● Directions
Which lines in the listing below contain the string "wheel"? Pick out and copy each of those lines, treating uppercase and lowercase as different.

● Listed records
** Begin **

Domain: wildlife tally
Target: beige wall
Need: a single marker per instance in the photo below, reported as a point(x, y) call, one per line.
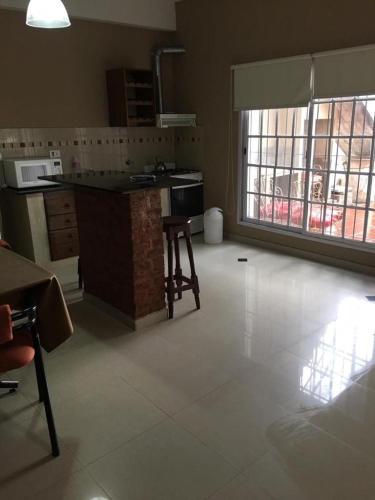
point(219, 33)
point(56, 78)
point(149, 13)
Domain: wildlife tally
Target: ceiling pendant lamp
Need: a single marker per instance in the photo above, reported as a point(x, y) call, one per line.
point(47, 14)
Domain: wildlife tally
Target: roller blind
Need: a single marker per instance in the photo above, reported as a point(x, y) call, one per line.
point(276, 83)
point(342, 73)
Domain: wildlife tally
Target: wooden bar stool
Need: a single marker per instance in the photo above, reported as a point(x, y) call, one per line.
point(177, 283)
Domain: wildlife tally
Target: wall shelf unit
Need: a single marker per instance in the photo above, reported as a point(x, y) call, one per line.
point(131, 98)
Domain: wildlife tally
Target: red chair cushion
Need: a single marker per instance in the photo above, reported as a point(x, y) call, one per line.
point(6, 333)
point(17, 353)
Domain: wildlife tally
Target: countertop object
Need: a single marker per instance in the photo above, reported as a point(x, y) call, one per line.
point(115, 181)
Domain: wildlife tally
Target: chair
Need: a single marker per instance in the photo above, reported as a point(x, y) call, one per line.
point(19, 346)
point(172, 227)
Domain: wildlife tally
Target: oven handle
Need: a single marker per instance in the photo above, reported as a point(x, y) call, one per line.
point(188, 185)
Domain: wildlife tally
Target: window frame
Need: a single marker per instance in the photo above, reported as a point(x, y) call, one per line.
point(302, 232)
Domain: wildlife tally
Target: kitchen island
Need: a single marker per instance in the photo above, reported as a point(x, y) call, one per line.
point(121, 242)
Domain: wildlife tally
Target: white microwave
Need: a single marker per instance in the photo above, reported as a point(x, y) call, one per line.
point(23, 173)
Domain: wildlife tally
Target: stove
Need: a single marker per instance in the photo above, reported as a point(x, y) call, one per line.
point(188, 200)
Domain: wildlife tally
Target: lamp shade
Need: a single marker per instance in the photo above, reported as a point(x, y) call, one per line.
point(47, 14)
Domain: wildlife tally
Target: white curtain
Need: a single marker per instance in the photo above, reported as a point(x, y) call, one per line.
point(277, 83)
point(347, 72)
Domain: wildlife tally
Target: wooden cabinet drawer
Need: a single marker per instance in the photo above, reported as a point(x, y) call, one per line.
point(62, 221)
point(64, 251)
point(64, 243)
point(60, 202)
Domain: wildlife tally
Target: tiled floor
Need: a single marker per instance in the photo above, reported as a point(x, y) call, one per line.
point(268, 392)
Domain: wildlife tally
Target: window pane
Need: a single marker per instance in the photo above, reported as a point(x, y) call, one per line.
point(320, 150)
point(296, 213)
point(252, 211)
point(284, 154)
point(253, 151)
point(339, 154)
point(285, 122)
point(370, 235)
point(266, 208)
point(268, 151)
point(269, 118)
point(354, 224)
point(299, 160)
point(254, 122)
point(297, 187)
point(332, 221)
point(364, 117)
point(342, 118)
point(357, 190)
point(322, 118)
point(281, 211)
point(360, 157)
point(315, 218)
point(253, 179)
point(266, 180)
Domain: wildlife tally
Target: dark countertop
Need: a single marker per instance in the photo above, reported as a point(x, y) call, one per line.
point(115, 181)
point(36, 190)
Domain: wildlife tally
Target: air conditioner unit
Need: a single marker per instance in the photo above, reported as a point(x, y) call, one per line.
point(166, 120)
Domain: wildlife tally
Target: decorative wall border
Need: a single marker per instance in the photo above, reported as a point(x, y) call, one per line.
point(15, 143)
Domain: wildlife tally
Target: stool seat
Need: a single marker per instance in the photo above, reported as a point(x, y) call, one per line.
point(176, 282)
point(17, 353)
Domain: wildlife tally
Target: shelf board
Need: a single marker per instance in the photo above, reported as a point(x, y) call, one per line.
point(139, 120)
point(137, 85)
point(133, 102)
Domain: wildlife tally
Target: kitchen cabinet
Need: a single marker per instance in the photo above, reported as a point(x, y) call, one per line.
point(62, 224)
point(131, 98)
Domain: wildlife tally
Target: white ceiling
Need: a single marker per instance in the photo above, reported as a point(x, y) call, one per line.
point(149, 13)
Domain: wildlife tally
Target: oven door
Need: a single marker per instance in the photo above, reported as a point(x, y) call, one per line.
point(187, 200)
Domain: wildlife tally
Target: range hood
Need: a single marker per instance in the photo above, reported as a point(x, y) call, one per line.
point(163, 118)
point(166, 120)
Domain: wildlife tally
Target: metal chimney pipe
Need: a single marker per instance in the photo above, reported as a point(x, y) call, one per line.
point(157, 68)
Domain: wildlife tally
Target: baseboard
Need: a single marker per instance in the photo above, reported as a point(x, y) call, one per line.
point(133, 324)
point(305, 254)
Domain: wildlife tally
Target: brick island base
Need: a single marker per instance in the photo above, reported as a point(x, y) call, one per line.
point(121, 251)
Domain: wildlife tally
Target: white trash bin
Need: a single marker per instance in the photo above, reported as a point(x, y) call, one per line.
point(213, 226)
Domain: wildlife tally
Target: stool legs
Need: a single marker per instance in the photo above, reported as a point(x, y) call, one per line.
point(178, 271)
point(170, 285)
point(194, 277)
point(43, 392)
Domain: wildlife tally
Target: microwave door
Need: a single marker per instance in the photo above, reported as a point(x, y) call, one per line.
point(29, 174)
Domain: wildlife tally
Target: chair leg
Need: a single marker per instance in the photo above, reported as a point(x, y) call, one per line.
point(80, 280)
point(12, 385)
point(194, 276)
point(170, 284)
point(42, 382)
point(178, 271)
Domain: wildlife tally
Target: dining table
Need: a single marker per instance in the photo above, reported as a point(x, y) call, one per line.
point(23, 284)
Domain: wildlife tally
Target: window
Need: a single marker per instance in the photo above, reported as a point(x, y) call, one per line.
point(310, 170)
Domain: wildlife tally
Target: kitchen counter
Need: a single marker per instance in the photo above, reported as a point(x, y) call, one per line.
point(115, 181)
point(39, 189)
point(120, 234)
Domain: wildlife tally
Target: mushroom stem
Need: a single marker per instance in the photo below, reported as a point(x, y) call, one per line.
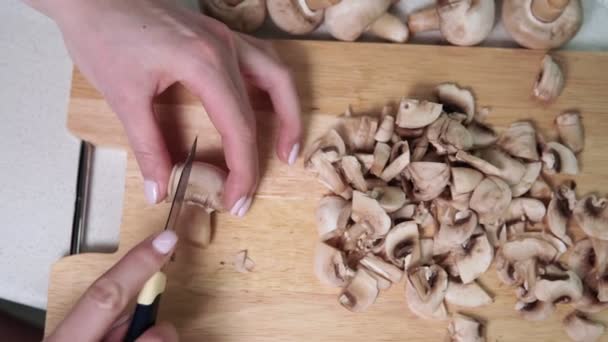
point(548, 10)
point(425, 20)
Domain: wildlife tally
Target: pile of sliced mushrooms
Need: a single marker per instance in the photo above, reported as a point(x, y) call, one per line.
point(429, 192)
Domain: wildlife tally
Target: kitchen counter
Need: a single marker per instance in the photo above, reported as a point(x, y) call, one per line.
point(39, 156)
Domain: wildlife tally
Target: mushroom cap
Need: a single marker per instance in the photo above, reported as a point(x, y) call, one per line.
point(348, 19)
point(591, 215)
point(467, 295)
point(294, 16)
point(205, 185)
point(580, 328)
point(360, 292)
point(466, 22)
point(417, 114)
point(534, 33)
point(246, 16)
point(330, 266)
point(367, 210)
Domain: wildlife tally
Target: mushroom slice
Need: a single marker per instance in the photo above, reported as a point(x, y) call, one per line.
point(425, 289)
point(467, 295)
point(591, 215)
point(559, 288)
point(550, 81)
point(382, 153)
point(400, 159)
point(386, 129)
point(581, 329)
point(557, 158)
point(456, 99)
point(429, 179)
point(402, 245)
point(474, 257)
point(526, 209)
point(535, 311)
point(528, 180)
point(353, 172)
point(332, 216)
point(391, 198)
point(367, 210)
point(361, 291)
point(382, 268)
point(519, 140)
point(491, 199)
point(570, 129)
point(242, 262)
point(417, 114)
point(330, 266)
point(582, 258)
point(464, 180)
point(465, 329)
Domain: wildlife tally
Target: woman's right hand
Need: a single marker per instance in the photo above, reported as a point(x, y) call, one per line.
point(133, 50)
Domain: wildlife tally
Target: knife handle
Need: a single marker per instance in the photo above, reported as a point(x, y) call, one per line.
point(147, 306)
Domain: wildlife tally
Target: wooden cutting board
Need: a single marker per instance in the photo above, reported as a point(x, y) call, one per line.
point(281, 300)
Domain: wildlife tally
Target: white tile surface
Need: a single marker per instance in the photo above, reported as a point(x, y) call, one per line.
point(39, 157)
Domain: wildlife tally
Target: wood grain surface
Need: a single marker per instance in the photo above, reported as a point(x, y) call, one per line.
point(281, 300)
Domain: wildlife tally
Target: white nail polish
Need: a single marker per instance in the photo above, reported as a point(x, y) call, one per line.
point(164, 242)
point(245, 208)
point(293, 155)
point(151, 191)
point(237, 206)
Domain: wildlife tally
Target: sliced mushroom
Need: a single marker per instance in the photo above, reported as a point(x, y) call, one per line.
point(330, 266)
point(570, 129)
point(429, 179)
point(581, 329)
point(557, 158)
point(402, 245)
point(367, 210)
point(475, 257)
point(425, 289)
point(417, 114)
point(467, 295)
point(360, 293)
point(400, 159)
point(353, 172)
point(491, 199)
point(519, 140)
point(567, 288)
point(332, 216)
point(591, 216)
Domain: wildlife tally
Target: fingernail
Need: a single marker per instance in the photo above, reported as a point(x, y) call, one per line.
point(151, 191)
point(245, 208)
point(293, 155)
point(164, 242)
point(237, 206)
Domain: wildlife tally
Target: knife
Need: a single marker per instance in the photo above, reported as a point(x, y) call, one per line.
point(149, 297)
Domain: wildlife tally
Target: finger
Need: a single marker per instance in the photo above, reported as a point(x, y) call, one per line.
point(107, 297)
point(148, 145)
point(229, 110)
point(267, 73)
point(164, 332)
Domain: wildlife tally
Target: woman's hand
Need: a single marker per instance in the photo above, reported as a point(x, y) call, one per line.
point(99, 313)
point(133, 50)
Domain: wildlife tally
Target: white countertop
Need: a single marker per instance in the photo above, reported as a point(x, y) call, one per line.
point(40, 158)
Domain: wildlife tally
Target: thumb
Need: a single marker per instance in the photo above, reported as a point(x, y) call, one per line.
point(149, 147)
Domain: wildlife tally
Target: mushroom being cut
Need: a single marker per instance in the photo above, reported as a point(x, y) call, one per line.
point(240, 15)
point(542, 24)
point(203, 196)
point(464, 22)
point(349, 19)
point(550, 81)
point(298, 16)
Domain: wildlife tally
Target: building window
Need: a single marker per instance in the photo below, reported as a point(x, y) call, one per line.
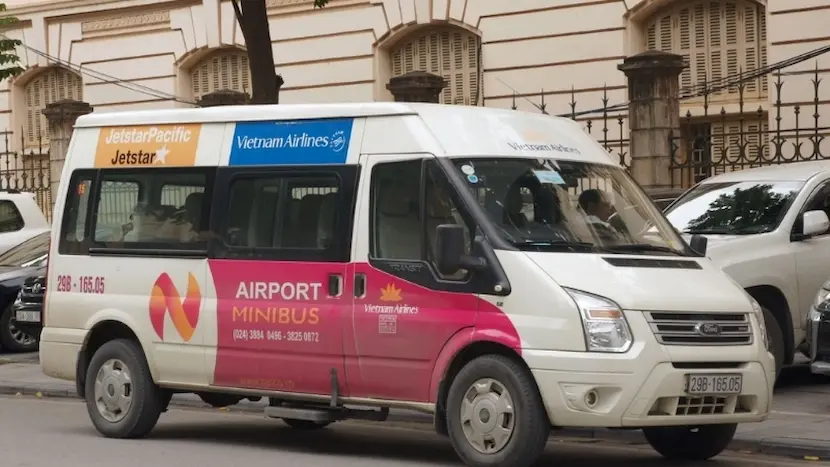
point(717, 39)
point(220, 71)
point(51, 85)
point(450, 53)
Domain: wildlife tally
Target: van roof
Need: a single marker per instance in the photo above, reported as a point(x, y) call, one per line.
point(246, 113)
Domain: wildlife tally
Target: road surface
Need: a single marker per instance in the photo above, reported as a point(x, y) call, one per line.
point(39, 432)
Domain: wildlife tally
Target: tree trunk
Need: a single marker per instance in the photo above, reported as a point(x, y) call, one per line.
point(253, 20)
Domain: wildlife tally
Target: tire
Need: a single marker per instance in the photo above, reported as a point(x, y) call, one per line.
point(12, 339)
point(690, 443)
point(148, 400)
point(305, 425)
point(776, 338)
point(529, 428)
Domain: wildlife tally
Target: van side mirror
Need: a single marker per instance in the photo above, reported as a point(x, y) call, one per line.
point(450, 250)
point(814, 223)
point(698, 244)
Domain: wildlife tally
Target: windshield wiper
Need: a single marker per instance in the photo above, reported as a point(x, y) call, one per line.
point(557, 244)
point(641, 247)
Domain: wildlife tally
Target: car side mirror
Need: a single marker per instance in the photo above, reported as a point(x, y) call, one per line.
point(814, 223)
point(450, 250)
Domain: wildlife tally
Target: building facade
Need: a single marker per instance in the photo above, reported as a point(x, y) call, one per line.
point(146, 54)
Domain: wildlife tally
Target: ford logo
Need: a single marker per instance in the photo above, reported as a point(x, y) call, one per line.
point(708, 329)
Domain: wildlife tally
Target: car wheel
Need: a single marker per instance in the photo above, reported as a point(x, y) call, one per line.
point(776, 340)
point(12, 338)
point(495, 415)
point(121, 398)
point(690, 443)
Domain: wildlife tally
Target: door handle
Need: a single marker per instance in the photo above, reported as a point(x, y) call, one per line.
point(335, 285)
point(359, 285)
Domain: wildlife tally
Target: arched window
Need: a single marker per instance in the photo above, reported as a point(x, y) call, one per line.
point(451, 53)
point(717, 39)
point(219, 71)
point(51, 85)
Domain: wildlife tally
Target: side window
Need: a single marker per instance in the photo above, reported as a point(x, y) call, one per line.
point(396, 231)
point(404, 228)
point(284, 217)
point(10, 218)
point(75, 214)
point(153, 209)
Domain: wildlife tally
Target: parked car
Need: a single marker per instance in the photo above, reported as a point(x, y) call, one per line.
point(16, 265)
point(28, 308)
point(818, 332)
point(767, 228)
point(20, 219)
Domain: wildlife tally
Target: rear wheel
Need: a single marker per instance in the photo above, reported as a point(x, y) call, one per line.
point(689, 443)
point(495, 415)
point(121, 398)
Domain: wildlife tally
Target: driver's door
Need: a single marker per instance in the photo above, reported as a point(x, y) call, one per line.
point(812, 255)
point(404, 311)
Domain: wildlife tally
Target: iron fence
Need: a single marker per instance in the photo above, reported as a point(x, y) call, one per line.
point(740, 137)
point(27, 170)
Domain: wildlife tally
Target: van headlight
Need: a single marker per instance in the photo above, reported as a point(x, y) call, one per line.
point(606, 329)
point(823, 294)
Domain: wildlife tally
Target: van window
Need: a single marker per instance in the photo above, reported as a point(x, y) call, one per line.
point(73, 228)
point(153, 209)
point(10, 218)
point(281, 216)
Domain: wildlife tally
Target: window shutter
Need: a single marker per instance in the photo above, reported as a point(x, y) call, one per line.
point(226, 70)
point(449, 53)
point(52, 85)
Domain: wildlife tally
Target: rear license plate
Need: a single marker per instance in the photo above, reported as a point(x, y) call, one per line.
point(714, 384)
point(28, 316)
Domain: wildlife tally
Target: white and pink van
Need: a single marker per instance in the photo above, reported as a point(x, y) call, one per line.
point(494, 268)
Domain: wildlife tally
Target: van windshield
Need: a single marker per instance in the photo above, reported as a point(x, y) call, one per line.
point(551, 204)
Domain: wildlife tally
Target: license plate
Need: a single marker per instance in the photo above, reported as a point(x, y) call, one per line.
point(28, 316)
point(714, 384)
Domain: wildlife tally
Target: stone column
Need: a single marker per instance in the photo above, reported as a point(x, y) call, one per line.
point(61, 116)
point(417, 86)
point(653, 115)
point(223, 97)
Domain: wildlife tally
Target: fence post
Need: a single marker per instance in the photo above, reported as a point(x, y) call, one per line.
point(61, 116)
point(653, 115)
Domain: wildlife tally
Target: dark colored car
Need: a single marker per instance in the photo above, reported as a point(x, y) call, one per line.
point(22, 262)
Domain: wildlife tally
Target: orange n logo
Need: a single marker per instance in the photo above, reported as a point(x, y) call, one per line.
point(166, 299)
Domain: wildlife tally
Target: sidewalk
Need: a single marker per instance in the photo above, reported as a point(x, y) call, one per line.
point(790, 431)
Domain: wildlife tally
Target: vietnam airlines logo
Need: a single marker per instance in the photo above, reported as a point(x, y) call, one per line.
point(183, 312)
point(390, 293)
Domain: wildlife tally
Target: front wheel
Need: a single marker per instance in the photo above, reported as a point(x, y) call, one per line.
point(495, 415)
point(121, 398)
point(688, 443)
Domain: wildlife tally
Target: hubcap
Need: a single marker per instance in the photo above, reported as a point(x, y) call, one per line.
point(19, 336)
point(487, 416)
point(113, 390)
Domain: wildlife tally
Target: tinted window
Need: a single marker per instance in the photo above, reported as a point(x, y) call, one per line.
point(283, 217)
point(32, 249)
point(153, 209)
point(10, 218)
point(733, 208)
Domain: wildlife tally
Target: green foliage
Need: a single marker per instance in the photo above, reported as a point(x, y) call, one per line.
point(9, 61)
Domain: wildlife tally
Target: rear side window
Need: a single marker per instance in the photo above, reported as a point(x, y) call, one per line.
point(10, 218)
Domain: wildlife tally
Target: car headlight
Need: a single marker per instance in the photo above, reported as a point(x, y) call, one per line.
point(606, 329)
point(823, 294)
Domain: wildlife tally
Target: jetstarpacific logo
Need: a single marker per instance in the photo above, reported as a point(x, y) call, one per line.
point(184, 313)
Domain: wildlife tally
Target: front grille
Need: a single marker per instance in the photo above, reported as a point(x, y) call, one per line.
point(701, 328)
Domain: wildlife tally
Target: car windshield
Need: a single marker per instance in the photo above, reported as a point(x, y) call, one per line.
point(32, 252)
point(543, 204)
point(733, 208)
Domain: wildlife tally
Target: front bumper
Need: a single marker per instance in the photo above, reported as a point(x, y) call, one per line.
point(646, 386)
point(818, 338)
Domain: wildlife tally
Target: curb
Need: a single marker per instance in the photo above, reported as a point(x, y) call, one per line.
point(812, 450)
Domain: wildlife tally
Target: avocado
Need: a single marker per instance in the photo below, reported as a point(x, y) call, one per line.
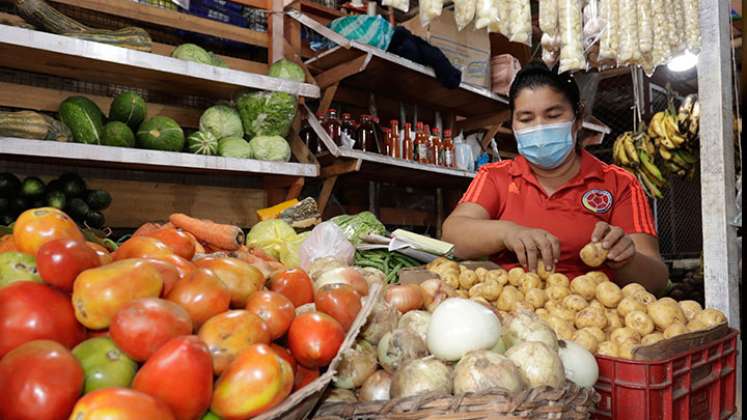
point(9, 185)
point(98, 199)
point(77, 209)
point(95, 219)
point(32, 188)
point(56, 199)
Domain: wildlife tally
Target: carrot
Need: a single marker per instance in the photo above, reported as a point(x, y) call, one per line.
point(216, 235)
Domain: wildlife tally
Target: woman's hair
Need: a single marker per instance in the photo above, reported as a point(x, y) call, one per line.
point(535, 75)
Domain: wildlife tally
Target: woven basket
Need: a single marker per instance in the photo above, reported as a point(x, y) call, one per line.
point(569, 402)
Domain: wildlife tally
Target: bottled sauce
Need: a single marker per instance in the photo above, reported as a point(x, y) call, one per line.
point(449, 155)
point(366, 135)
point(333, 127)
point(407, 143)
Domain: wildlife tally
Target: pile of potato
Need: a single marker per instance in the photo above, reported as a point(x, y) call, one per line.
point(590, 310)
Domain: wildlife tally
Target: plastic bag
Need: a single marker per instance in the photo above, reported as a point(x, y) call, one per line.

** End **

● Output below
Target: car wheel
Target: rear wheel
Target: front wheel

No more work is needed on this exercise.